Task data ::
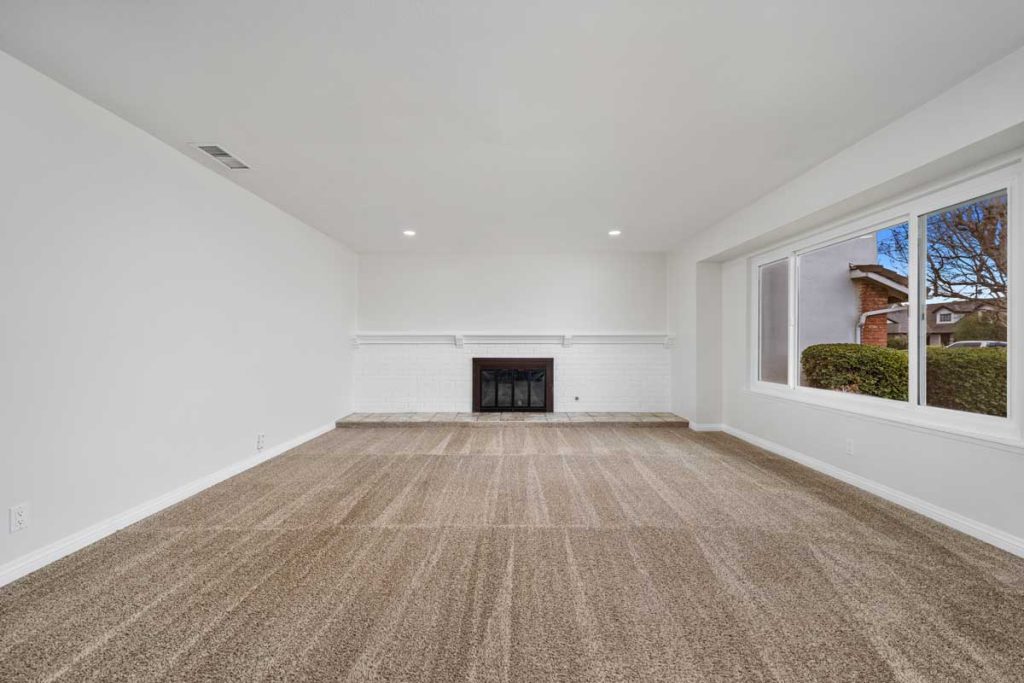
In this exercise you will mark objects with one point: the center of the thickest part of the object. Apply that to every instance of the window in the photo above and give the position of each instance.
(773, 359)
(964, 259)
(908, 308)
(854, 292)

Exercise :: All of the entries above must be reproduced exactly, and no image may be included.

Written solution ::
In this exercise you will mark objects with one point: the center of the thickest part of the object. Apply that to every instance of the window in the photo above and give the position of each instance.
(773, 359)
(964, 259)
(908, 308)
(854, 292)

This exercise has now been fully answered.